▶ [CONSIGNES DE L'EXERCICE]
1. Réécrivez le passage de l'extrait sur Jacques Plante qui s'ouvre sur les mots « Pour Jacques Plante, l'université » et se ferme sur « du 21e siècle. », en y remplaçant « quotidien » par « journal ».
2. Dans l'extrait sur Jacques Plante, qu'est-ce qui le poussait à faire réfléchir ses étudiants sur des projets d'actualité ou autres ?

▶ [EXTRAIT FOURNI]
━━━━━━━━━━━━━━━━

Pour Jacques Plante, l'université représentait un lieu d'avancement dans la société. «Elle suscite, initie des choses», confiait-il au quotidien La Presse en 2016. C'est sans doute ce qui l'incitait à faire réfléchir ses étudiants sur divers projets d'actualité ou autres, comme le stationnement multiétage situé en face du Musée de la civilisation, il y a quelques années. Ou lorsqu'il leur a demandé d'imaginer ce que pourrait être l'École d'architecture du 21e siècle.
Diplômé de l'Université Laval et du Massachusetts Institute of Technology, Jacques Plante a été chargé de cours à l'École d'architecture de l'Université de Montréal, puis à l'École d'architecture de l'Université Laval, où il est devenu professeur titulaire en 2007 et agrégé en 2012, tout en cumulant 40 ans de pratique comme architecte.

━━━━━━━━━━━━━━━━

▶ [Extrait du jeu de données]
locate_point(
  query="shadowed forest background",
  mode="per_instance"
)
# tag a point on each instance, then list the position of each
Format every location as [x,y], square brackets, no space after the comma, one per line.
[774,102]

━━━━━━━━━━━━━━━━

▶ [RÉSULTATS FINAUX]
1.
Pour Jacques Plante, l'université représentait un lieu d'avancement dans la société. «Elle suscite, initie des choses», confiait-il au journal La Presse en 2016. C'est sans doute ce qui l'incitait à faire réfléchir ses étudiants sur divers projets d'actualité ou autres, comme le stationnement multiétage situé en face du Musée de la civilisation, il y a quelques années. Ou lorsqu'il leur a demandé d'imaginer ce que pourrait être l'École d'architecture du 21e siècle.

2. Il voyait l'université comme un lieu d'avancement dans la société, qui suscite et initie des choses. Selon l'extrait, c'est sans doute ce qui l'incitait à faire réfléchir ses étudiants sur de tels projets.